::: GIVEN ENTRIES :::

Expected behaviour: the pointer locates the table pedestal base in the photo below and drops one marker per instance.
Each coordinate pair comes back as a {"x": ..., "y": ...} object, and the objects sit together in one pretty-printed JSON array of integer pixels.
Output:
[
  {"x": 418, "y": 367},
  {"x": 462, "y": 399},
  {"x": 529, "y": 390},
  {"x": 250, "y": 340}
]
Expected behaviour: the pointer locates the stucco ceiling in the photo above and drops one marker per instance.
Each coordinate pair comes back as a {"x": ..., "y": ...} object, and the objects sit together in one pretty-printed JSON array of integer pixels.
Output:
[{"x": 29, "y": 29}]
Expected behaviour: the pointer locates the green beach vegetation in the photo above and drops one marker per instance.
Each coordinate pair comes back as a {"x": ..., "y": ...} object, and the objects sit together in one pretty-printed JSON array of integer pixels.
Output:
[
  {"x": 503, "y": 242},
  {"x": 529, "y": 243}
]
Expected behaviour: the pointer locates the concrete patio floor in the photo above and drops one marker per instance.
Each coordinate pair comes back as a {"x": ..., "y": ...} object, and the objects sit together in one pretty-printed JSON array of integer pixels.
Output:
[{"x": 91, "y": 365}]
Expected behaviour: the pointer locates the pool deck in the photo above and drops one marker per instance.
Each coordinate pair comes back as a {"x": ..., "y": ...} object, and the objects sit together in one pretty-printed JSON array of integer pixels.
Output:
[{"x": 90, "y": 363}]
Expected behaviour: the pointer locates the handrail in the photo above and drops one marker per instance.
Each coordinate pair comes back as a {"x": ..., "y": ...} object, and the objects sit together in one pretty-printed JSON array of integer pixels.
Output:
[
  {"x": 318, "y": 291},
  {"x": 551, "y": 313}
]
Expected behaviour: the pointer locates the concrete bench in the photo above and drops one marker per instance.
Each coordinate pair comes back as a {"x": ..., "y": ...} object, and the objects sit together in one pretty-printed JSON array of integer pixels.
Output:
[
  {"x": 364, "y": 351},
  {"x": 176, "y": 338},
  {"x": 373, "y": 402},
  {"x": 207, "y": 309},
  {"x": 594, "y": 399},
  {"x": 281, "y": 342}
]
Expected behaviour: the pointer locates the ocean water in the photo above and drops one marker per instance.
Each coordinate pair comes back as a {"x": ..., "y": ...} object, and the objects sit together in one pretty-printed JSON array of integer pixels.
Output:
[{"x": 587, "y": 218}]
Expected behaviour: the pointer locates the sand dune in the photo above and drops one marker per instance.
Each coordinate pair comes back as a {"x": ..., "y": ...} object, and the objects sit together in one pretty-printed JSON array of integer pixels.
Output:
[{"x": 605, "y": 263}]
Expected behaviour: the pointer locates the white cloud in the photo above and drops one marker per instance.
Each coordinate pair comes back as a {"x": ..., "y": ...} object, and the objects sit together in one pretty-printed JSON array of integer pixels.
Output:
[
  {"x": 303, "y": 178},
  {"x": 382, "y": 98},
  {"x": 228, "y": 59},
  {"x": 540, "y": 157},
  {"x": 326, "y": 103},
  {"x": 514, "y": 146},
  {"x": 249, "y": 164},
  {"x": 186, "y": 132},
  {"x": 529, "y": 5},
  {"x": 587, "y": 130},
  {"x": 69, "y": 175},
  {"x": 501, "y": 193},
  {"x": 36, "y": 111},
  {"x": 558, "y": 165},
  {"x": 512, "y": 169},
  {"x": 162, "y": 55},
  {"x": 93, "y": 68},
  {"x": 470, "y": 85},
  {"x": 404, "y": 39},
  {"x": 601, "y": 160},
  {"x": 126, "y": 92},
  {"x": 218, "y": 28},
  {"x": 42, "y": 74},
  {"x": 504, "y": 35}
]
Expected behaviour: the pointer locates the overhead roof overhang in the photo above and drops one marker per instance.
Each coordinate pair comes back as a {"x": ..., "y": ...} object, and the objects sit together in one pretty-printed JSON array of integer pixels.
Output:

:::

WHAT THIS TASK INVOLVES. Make an exact copy of the records.

SOLUTION.
Expected behaviour: the pointer locates the table pedestal base in the photo below and drops one marker per instance.
Each coordinate pair comes back as a {"x": ..., "y": ...} object, and the objects sit together in one pretty-printed JSON array of integer pixels.
Output:
[
  {"x": 418, "y": 367},
  {"x": 462, "y": 399},
  {"x": 529, "y": 390},
  {"x": 250, "y": 340}
]
Expected behaviour: the pointer locates the stucco ceiling in the photo above and drops one marker per instance.
Each coordinate pair comes back as a {"x": ..., "y": ...} object, and the objects sit together in one pretty-printed JSON array of integer pixels.
Output:
[{"x": 29, "y": 29}]
Expected behaviour: the pointer locates the green beach vegetation in the photo above and drops one marker per instance.
Each coordinate pair comes back as a {"x": ..., "y": ...} object, and the objects sit together in one pretty-printed JSON array of integer pixels.
Output:
[
  {"x": 503, "y": 242},
  {"x": 529, "y": 243}
]
Expected behaviour: the pointer locates the concrete patio floor in the photo above and drops one marker per instance.
Each coordinate pair comes back as a {"x": ..., "y": ...} object, and the objects sit together in one pretty-printed JSON array of integer pixels.
Output:
[{"x": 91, "y": 365}]
Expected behaviour: the pointer locates the pool deck in the photo above and drops one marker per instance.
Each coordinate pair comes back as a {"x": ..., "y": ...} object, and the objects sit together in one pretty-printed JSON array of integer pixels.
Output:
[{"x": 90, "y": 363}]
Expected behaviour: the pointer locates the handrail in the photo above and drops one marker per instance.
Each coordinate pair comes back as a {"x": ..., "y": ...} object, and the objects sit together in one pretty-printed JSON array of integer pixels.
Output:
[
  {"x": 318, "y": 291},
  {"x": 551, "y": 313}
]
Expected behaviour: the pointer locates the concrete bench in the photo above and drops one marker per instance.
Each coordinate pair comes back as a {"x": ..., "y": ...} object, and the objects sit together in one pretty-printed JSON array of integer pixels.
Output:
[
  {"x": 364, "y": 351},
  {"x": 176, "y": 338},
  {"x": 373, "y": 402},
  {"x": 207, "y": 309},
  {"x": 594, "y": 399},
  {"x": 281, "y": 342}
]
Expected behaviour: the pointer locates the ocean water in the photo above and drops one marker per instance.
Each coordinate pair comes back as a {"x": ..., "y": ...} object, and the objects sit together in one pretty-printed JSON array of integer pixels.
Output:
[{"x": 587, "y": 218}]
Expected behaviour: the pointer locates the sand dune in the photo above and drops one marker per instance.
Each coordinate pair comes back as a {"x": ..., "y": ...} object, and the objects sit together in one pretty-printed JSON array of integer pixels.
Output:
[{"x": 605, "y": 263}]
Expected behaviour: the pointer locates the white cloud in the photo above and drops one marker per instance.
Each coordinate pair comes back as a {"x": ..., "y": ...} object, and the objects sit together in one pretty-printed JSON array of integer pixels.
Output:
[
  {"x": 303, "y": 178},
  {"x": 382, "y": 98},
  {"x": 228, "y": 59},
  {"x": 540, "y": 157},
  {"x": 326, "y": 103},
  {"x": 514, "y": 146},
  {"x": 249, "y": 164},
  {"x": 186, "y": 132},
  {"x": 529, "y": 5},
  {"x": 587, "y": 130},
  {"x": 69, "y": 175},
  {"x": 501, "y": 193},
  {"x": 36, "y": 111},
  {"x": 558, "y": 165},
  {"x": 512, "y": 169},
  {"x": 162, "y": 55},
  {"x": 93, "y": 68},
  {"x": 470, "y": 85},
  {"x": 404, "y": 39},
  {"x": 601, "y": 160},
  {"x": 126, "y": 92},
  {"x": 218, "y": 28},
  {"x": 42, "y": 74},
  {"x": 504, "y": 35}
]
Expected behaviour: the pointer locates the overhead roof overhang in the photo above and drops one marker per instance.
Each coordinate pair comes back as a {"x": ..., "y": ...} object, and the objects sit together in one pretty-printed JSON array of integer pixels.
Output:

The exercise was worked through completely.